What to work on: In the entries below, find each line with the string "wilted" and copy it.

Recorded data
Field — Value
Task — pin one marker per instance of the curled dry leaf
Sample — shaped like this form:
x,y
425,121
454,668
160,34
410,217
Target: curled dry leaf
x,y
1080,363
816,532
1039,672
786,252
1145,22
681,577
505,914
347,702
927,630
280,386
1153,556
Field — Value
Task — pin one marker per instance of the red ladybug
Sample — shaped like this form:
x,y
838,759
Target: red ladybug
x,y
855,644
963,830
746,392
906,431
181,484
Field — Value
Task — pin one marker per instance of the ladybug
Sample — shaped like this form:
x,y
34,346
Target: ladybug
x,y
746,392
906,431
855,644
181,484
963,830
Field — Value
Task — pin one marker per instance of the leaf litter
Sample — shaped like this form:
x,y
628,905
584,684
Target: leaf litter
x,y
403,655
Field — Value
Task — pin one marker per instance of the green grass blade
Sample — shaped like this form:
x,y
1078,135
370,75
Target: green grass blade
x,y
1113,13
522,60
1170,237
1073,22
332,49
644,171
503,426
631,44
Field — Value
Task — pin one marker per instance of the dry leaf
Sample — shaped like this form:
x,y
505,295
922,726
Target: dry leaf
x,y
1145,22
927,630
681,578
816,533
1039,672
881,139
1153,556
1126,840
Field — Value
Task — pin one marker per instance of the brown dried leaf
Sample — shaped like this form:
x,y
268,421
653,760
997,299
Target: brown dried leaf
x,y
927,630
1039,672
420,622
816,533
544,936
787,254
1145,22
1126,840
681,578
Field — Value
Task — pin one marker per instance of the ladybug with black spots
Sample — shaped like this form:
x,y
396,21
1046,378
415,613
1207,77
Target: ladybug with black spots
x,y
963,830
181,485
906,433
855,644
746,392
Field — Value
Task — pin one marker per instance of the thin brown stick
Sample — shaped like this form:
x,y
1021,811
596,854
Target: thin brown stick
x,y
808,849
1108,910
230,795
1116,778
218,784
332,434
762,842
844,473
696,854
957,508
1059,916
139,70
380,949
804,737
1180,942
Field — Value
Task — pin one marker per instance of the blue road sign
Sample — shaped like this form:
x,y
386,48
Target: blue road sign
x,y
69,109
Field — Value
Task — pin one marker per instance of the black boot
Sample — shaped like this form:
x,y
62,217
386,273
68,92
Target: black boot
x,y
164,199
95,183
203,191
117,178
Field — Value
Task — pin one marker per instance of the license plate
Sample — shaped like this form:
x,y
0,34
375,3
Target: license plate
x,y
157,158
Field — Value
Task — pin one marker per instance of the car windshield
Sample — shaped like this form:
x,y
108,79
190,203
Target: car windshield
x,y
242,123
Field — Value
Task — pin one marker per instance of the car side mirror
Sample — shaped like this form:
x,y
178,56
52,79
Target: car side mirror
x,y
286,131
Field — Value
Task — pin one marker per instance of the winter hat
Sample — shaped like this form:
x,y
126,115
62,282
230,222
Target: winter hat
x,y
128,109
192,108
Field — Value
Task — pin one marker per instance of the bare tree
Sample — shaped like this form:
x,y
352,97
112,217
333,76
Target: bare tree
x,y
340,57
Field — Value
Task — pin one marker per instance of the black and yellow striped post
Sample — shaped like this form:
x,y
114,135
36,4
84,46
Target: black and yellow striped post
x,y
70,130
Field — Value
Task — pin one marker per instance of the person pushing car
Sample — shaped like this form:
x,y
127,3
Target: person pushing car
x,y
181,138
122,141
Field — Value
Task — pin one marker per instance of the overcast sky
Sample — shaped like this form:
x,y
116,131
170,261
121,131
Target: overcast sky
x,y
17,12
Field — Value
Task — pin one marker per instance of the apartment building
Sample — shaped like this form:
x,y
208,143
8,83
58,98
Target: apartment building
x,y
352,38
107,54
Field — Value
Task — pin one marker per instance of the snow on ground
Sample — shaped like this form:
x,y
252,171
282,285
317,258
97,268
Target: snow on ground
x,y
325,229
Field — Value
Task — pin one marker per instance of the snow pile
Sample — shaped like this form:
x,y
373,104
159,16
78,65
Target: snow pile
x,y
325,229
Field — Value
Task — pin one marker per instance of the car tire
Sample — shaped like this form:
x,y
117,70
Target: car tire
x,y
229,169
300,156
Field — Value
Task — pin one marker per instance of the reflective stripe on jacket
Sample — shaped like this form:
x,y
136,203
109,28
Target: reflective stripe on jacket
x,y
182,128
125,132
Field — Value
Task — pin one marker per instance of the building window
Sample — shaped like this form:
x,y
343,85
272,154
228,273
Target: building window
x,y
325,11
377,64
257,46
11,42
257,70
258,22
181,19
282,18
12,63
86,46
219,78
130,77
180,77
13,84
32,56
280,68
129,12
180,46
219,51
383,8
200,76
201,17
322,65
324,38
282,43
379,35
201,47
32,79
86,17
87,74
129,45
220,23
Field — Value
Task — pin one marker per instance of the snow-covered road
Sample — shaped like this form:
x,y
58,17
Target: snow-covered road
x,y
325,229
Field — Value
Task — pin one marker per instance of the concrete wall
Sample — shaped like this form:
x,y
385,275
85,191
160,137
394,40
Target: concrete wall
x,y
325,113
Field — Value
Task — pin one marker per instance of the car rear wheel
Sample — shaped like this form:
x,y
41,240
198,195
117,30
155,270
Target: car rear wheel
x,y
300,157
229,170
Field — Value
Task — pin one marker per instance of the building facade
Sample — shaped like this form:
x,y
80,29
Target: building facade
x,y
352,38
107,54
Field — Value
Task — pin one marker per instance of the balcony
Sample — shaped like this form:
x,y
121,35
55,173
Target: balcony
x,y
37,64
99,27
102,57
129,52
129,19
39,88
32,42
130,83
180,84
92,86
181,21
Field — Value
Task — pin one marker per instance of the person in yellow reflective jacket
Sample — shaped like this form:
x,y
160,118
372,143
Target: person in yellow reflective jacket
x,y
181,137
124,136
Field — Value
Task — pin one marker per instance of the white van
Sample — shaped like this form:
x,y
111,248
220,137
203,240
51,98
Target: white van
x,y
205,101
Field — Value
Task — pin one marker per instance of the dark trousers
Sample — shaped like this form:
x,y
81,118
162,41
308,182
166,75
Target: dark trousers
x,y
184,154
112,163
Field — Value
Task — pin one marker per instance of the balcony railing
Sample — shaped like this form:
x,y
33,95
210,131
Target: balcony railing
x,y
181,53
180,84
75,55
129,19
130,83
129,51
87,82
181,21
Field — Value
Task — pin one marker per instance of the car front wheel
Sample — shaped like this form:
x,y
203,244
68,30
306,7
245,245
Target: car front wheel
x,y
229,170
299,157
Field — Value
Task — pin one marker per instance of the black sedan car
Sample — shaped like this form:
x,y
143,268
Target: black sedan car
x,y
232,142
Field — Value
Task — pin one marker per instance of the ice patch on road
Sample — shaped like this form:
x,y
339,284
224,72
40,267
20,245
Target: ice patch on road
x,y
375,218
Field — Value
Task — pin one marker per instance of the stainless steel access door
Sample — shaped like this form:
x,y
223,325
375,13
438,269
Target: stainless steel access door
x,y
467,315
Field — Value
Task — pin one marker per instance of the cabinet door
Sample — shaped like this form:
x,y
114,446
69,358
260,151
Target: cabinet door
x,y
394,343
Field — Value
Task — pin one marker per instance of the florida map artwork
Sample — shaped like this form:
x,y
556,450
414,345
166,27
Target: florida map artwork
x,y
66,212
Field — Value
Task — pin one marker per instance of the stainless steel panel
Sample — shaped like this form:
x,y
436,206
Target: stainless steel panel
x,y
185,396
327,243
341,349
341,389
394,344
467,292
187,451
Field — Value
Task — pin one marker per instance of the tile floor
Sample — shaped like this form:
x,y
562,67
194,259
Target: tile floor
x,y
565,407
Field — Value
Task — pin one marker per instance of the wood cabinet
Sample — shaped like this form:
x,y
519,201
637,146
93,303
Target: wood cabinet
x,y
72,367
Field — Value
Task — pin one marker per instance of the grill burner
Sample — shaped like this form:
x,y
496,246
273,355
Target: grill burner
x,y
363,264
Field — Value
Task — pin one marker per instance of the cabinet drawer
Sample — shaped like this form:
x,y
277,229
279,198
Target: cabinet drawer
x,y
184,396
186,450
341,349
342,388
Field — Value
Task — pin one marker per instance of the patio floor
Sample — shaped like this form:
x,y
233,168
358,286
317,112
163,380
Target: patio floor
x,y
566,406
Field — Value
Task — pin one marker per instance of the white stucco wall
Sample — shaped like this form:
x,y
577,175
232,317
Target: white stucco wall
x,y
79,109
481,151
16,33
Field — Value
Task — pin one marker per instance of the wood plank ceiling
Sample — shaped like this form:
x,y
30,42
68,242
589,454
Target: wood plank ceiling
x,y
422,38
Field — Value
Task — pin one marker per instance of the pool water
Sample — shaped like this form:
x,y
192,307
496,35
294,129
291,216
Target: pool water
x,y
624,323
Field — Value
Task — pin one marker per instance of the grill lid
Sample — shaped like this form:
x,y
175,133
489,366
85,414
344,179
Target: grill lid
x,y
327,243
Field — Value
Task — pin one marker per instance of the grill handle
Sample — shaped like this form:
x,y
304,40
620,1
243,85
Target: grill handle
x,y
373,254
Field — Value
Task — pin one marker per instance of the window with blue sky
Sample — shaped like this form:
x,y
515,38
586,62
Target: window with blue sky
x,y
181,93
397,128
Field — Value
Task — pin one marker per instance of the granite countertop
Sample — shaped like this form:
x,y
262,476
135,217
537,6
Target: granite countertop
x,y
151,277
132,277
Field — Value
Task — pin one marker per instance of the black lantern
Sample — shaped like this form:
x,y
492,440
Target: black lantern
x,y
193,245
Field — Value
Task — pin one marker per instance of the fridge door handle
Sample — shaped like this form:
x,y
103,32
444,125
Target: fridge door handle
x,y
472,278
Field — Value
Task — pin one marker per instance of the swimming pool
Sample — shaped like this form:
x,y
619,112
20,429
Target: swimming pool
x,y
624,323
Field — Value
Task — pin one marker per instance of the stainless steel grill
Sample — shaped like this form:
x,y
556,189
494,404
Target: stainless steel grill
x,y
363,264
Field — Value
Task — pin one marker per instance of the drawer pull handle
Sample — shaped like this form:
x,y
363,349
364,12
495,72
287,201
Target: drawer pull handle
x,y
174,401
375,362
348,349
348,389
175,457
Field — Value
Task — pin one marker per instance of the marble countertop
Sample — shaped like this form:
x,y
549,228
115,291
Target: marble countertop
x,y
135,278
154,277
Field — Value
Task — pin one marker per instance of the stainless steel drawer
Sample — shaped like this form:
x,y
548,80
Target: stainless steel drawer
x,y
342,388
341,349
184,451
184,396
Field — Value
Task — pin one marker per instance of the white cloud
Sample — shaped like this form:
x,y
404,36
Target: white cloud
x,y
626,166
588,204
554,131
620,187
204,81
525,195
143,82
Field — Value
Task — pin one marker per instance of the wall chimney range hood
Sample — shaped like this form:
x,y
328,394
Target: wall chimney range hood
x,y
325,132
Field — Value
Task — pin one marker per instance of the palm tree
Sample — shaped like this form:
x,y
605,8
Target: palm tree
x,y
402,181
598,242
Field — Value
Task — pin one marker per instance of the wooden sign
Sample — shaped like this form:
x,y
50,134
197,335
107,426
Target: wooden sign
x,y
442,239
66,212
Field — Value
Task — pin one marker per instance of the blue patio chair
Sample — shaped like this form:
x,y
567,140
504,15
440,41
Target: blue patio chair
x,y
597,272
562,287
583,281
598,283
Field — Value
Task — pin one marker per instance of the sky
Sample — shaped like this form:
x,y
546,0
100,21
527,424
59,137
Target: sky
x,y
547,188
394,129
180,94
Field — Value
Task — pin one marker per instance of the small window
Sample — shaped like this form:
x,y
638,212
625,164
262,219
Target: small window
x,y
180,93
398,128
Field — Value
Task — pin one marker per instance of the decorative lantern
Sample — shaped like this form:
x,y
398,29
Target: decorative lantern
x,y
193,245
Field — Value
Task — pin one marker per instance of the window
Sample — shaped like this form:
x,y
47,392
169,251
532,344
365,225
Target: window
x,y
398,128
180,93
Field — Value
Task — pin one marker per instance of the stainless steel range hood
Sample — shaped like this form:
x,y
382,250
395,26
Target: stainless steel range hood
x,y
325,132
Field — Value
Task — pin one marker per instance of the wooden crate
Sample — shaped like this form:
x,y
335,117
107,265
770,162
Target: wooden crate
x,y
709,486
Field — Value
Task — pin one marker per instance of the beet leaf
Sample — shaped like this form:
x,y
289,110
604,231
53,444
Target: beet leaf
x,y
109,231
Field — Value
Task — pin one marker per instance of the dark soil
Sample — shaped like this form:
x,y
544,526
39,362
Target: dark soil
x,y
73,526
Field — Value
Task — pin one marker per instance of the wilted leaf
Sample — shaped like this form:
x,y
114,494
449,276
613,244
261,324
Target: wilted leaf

Response for this exercise:
Task — pin one marker per instance of the wilted leaf
Target: wilted leaf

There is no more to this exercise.